#### [To do]
A) In the page text, what share of the doctor's evaluations does the example argument say are found in favor of the Department of Labor?
B) Copy the page text starting with "Allow for some" and going on through "report from OWCP.", replacing each occurrence of "Department of Labor" with "DOL".

#### [Page text]

+ + + + +

Robert R. McGill, Esquire

Disability Retirement for Federal Government Employees: Use of Collateral Sources

Context is important.  Identifying the relevance of importance, however, is discretionary, and requires some insight into the impact which a differentiated distinction might require.

Allow for some expansive explanation:  In attempting to obtain OWCP/DOL benefits, one may want to argue against the validity of a medical evaluation — i.e., by attacking the claimed “independence” of the medical evaluation (argument:  the doctor is being compensated by the Department of Labor; 25% of his practice is devoted to such evaluations, and out of that, 95% of his evaluations are found to be in favor of the Department of Labor, etc.).  But the fact that one may want to attack the relevance and validity of an  independent medical examination within the context of the Office of Worker’s Compensation, does not mean that when one files for Federal Disability Retirement benefits from the U.S. Office of Personnel Management, whether under FERS or CSRS, that one should necessarily and unequivocally discard the received report from OWCP.

There may well be statements contained in such a report which may be useful in arguing to OPM that one’s Federal Disability Retirement application should be approved.  Can one argue positively that it is an “independent” medical examination?  Absolutely.  In fact, the contrary argument should be made:  that because the doctor was selected by another government agency (Department of Labor), it is all the more so that the medical opinions of the particular doctor are relevant and of significant impact.  One must be careful, of course, in using such collateral sources for support of one’s Federal Disability Retirement application, but so long as the proper context is identified and understood, one should always consider the use of such “other” sources of support — but never to replace the primary importance of one’s treating doctor.  Context, properly understood, can result in substantive argumentation of relevant and significant import.

+ + + + +

#### [Given data]
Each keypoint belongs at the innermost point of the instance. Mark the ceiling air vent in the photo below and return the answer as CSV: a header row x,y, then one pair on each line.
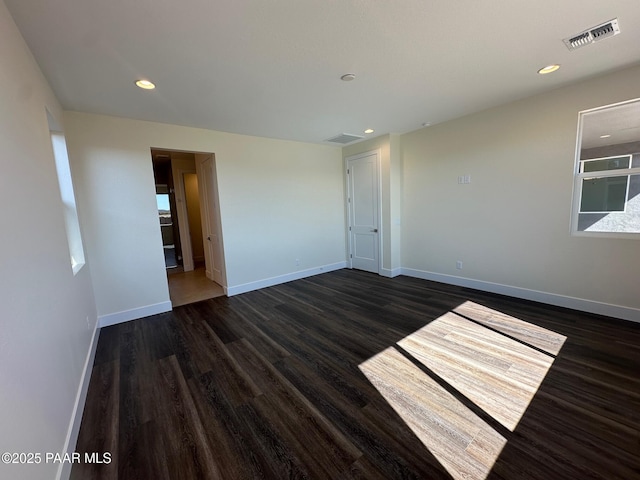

+ + + + +

#### [Answers for this exercise]
A) 95%

B)
Allow for some expansive explanation:  In attempting to obtain OWCP/DOL benefits, one may want to argue against the validity of a medical evaluation — i.e., by attacking the claimed “independence” of the medical evaluation (argument:  the doctor is being compensated by the DOL; 25% of his practice is devoted to such evaluations, and out of that, 95% of his evaluations are found to be in favor of the DOL, etc.).  But the fact that one may want to attack the relevance and validity of an  independent medical examination within the context of the Office of Worker’s Compensation, does not mean that when one files for Federal Disability Retirement benefits from the U.S. Office of Personnel Management, whether under FERS or CSRS, that one should necessarily and unequivocally discard the received report from OWCP.